* _WHAT THE TASK REQUIRES_
Pull out each line of the material below that contains the word "this", and list those lines unchanged.

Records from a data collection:
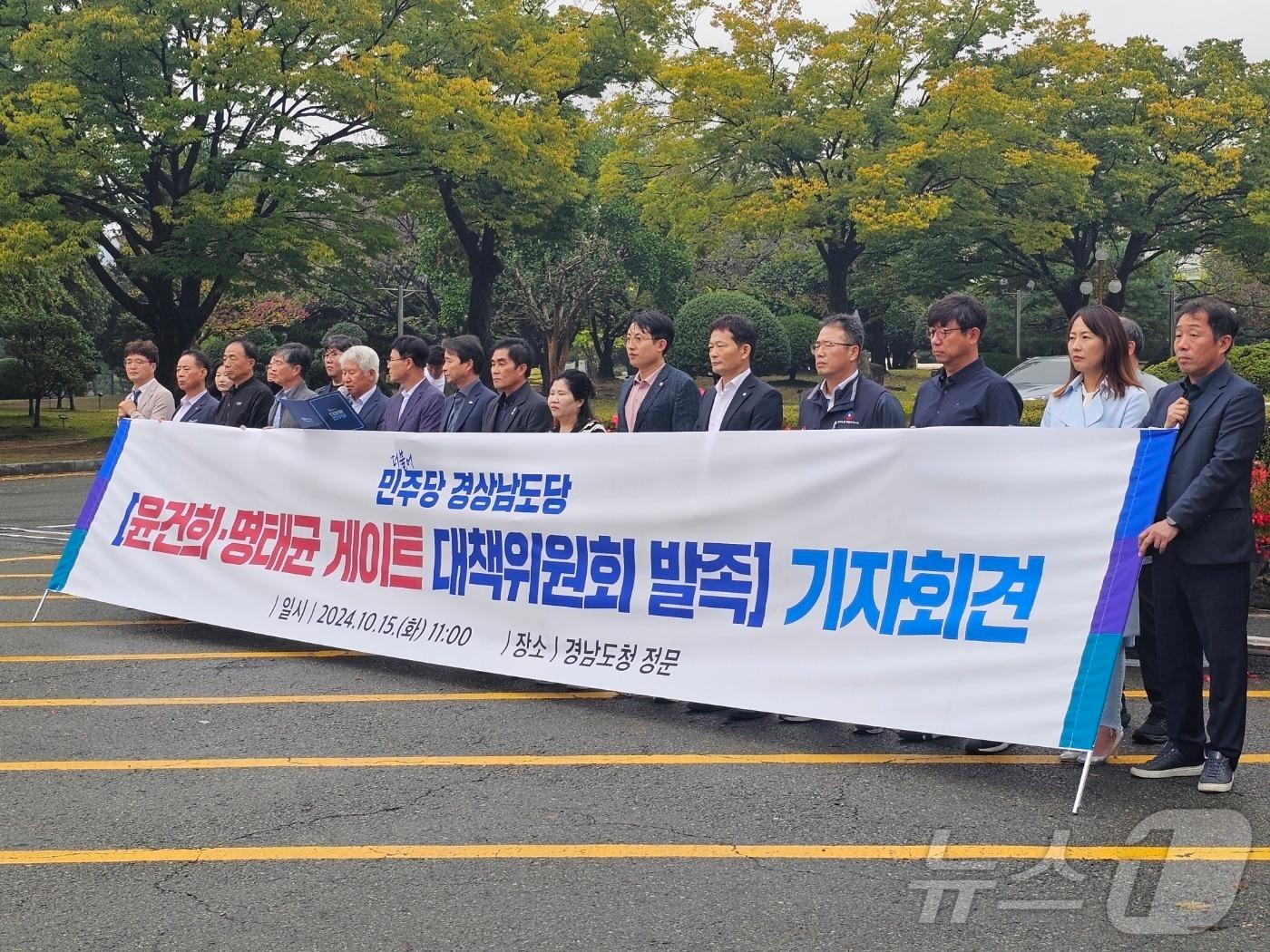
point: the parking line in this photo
(180, 656)
(258, 763)
(308, 698)
(638, 850)
(102, 622)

* _ANSWER_
point: the parking line in this photo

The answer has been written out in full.